Zestaw zadań:
a: Proszę przepisać bez zmian fragment tekstu o leczeniu boreliozy, który rozpoczyna się od słów zawierających „Standardowa antybiotykoterapia wcześnie”, a kończy na słowach „wielu zespołów naukowych.”.
b: Na podstawie tekstu o leczeniu boreliozy proszę odpowiedzieć na poniższe pytania:
(i) Ile trwa standardowa antybiotykoterapia wcześnie wykrytej boreliozy?
(ii) Ile substancji roślinnego pochodzenia przeanalizowali badacze?
(iii) W jakim czasopiśmie opublikowano wyniki?
c: Proszę kontynuować tekst o leczeniu boreliozy od jego ostatniego zdania.

═════ Wybrany fragment ═════

Standardowa antybiotykoterapia wcześnie wykrytej boreliozy trwa od 2 do 4 tygodni, jednak u co najmniej 10–20% chorych nie jest ona w pełni skuteczna. Jeśli choroba nadal się rozwija, pacjent może doświadczać wielu niespecyficznych i uciążliwych objawów, takich jak: ciągłe zmęczenie, bóle stawów, problemy z pamięcią, kołatania serca, silne bóle głowy. Poszukiwanie nowych metod leczenia boreliozy jest więc bardzo istotne i pochłania uwagę wielu zespołów naukowych.
Badacze z Johns Hopkins Bloomberg School of Public Health oraz z California Center for Functional Medicine and Focus Health przeanalizowali 14 substancji roślinnego pochodzenia wobec pod kątem ich działania na bakterie Borrelia burgdorferi. Antybakteryjne właściwości roślinnych ekstraktów porównano z doksycykliną i cefuroksymem. Wyniki opublikowano w czasopiśmie „Frontiers in Medicine”.

═════ Fragmenty danych ═════

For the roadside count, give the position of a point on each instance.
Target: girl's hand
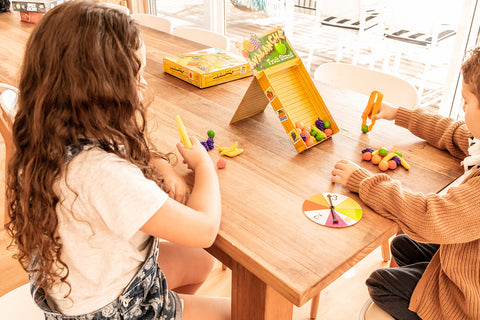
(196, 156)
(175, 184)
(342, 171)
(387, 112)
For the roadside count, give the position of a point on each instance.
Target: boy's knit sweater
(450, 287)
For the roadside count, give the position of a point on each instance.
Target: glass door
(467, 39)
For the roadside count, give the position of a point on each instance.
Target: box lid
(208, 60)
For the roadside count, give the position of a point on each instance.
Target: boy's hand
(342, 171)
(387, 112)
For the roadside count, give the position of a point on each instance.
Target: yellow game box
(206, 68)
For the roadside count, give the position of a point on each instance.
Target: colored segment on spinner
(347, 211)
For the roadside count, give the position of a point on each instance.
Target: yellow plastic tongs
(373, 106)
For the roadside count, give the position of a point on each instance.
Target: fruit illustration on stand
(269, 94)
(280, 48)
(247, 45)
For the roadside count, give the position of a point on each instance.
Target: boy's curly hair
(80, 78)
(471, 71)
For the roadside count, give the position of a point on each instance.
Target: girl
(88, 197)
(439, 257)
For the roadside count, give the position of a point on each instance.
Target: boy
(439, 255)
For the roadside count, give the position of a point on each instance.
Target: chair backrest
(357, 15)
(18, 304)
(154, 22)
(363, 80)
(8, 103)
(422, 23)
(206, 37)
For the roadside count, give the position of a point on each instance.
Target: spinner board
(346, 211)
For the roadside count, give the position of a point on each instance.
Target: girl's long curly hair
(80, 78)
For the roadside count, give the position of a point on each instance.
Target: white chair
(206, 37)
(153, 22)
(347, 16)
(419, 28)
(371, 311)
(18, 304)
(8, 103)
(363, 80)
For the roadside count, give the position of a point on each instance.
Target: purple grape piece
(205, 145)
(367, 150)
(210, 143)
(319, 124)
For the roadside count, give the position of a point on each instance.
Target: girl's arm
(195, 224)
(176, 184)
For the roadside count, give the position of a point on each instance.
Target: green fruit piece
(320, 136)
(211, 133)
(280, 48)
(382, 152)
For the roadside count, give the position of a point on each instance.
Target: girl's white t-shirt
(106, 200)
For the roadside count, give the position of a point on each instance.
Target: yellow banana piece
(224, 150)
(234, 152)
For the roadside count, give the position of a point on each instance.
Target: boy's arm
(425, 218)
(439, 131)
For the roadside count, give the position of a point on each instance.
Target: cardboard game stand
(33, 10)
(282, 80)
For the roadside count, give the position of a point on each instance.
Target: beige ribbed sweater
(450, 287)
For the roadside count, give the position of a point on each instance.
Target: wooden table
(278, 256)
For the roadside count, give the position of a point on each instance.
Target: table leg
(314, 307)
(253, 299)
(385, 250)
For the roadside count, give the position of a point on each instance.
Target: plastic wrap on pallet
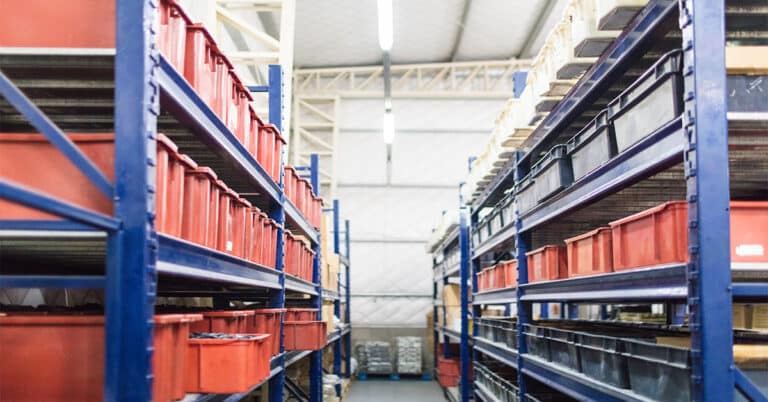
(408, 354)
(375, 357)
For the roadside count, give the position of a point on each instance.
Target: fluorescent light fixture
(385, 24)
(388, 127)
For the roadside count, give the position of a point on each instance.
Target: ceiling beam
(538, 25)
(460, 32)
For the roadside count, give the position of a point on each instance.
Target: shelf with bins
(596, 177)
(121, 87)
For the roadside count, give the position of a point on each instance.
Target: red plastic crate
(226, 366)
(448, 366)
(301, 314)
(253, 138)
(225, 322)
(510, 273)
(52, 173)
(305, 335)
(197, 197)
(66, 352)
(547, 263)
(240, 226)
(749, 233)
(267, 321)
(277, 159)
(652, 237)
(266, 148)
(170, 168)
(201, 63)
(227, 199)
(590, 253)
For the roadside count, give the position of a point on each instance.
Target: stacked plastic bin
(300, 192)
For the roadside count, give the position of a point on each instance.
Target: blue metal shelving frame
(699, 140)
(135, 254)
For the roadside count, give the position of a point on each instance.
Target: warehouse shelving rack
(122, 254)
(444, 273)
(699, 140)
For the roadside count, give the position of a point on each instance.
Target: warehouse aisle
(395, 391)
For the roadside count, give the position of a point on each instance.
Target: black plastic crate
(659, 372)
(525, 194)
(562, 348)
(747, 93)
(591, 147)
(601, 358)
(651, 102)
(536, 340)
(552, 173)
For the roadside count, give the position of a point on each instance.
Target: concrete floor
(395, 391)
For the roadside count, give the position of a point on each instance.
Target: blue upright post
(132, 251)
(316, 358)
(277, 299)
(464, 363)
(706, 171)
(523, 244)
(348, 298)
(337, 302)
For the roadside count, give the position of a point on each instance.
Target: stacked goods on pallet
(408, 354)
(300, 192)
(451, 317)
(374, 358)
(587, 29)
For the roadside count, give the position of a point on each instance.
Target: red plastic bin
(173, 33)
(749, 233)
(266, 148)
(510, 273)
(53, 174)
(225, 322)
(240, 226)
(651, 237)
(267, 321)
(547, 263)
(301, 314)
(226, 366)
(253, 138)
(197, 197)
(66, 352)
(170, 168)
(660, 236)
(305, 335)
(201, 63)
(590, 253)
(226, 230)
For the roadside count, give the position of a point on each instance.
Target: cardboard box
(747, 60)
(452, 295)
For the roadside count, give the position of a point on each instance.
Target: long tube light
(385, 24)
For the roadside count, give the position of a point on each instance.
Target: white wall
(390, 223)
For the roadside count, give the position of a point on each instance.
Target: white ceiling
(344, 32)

═════
═════ Fragmenty danych ═════

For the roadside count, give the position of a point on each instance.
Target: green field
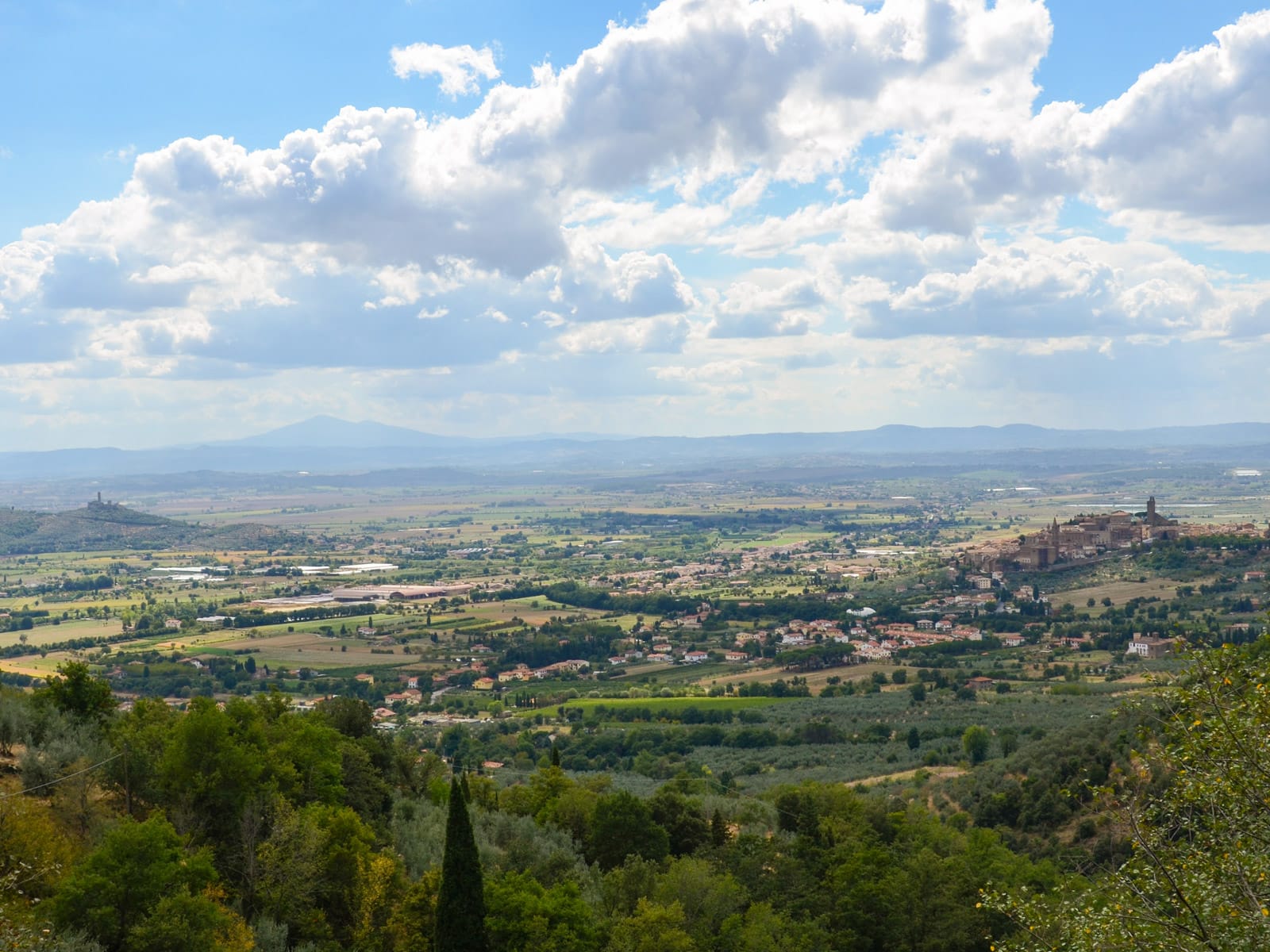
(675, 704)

═════

Odpowiedzi do zadań:
a:
Standardowa antybiotykoterapia wcześnie wykrytej boreliozy trwa od 2 do 4 tygodni, jednak u co najmniej 10–20% chorych nie jest ona w pełni skuteczna. Jeśli choroba nadal się rozwija, pacjent może doświadczać wielu niespecyficznych i uciążliwych objawów, takich jak: ciągłe zmęczenie, bóle stawów, problemy z pamięcią, kołatania serca, silne bóle głowy. Poszukiwanie nowych metod leczenia boreliozy jest więc bardzo istotne i pochłania uwagę wielu zespołów naukowych.

b:
(i) Od 2 do 4 tygodni.
(ii) 14 substancji.
(iii) We „Frontiers in Medicine”.

c:
Okazało się, że ekstrakty roślinne z orzecha włoskiego, czepoty puszystej, piołunu, czystka śródziemnomorskiego i tarczycy bałkajskiej wykazywały – in vitro – wysoką aktywność przeciwko B. burgdorferi, silniejszą niż referencyjne antybiotyki.
Jednak jeszcze bardziej zabójcze dla bakterii powodujących boreliozę okazały się wyciągi z afrykańskiego pnącza Cryptolepis sanguinolenta (zawiera ono kryptoleptynę) oraz japońskiego rdestowca ostrokończystego. Oba ekstrakty nie dawały B. burgdorferi żadnych szans, hamując podziały bakterii nawet w stężeniach tak niskich jak 0,03-0,5%.
Co więcej, jednorazowa kilkudniowa „kąpiel” w 1-proc. ekstrakcie z Cryptolepis sanguinolenta całkowicie pozbawiła B. burgdorferi „ochoty” do życia – kolonia nie zregenerowała się nawet w optymalnych warunkach (pod nieobecność leku).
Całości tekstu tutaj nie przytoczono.